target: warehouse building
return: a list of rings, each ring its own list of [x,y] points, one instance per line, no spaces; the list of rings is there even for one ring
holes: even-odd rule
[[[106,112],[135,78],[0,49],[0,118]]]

____

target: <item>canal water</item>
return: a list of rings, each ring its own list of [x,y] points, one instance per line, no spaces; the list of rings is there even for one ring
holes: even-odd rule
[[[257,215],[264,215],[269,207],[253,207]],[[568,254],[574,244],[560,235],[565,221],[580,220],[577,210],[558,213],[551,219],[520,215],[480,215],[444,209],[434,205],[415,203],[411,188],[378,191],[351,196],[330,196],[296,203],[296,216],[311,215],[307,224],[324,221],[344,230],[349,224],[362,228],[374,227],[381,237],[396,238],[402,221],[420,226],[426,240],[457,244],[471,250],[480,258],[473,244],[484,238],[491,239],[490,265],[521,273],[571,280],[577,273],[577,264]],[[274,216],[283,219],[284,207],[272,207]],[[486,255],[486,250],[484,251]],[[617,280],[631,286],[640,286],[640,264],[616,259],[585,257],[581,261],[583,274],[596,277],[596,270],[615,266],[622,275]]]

____

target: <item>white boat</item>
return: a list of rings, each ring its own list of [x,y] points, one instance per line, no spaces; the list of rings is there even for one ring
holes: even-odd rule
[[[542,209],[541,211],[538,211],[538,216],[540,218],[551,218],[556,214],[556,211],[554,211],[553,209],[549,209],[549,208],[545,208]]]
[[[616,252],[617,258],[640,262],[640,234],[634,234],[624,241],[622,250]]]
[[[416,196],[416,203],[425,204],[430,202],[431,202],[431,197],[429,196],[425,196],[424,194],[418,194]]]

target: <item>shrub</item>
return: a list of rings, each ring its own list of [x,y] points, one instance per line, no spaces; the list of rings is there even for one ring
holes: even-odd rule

____

TASK STATEMENT:
Report how many lines of the entries include the word "target", and let the number stand alone.

SOLUTION TO THIS PROBLEM:
4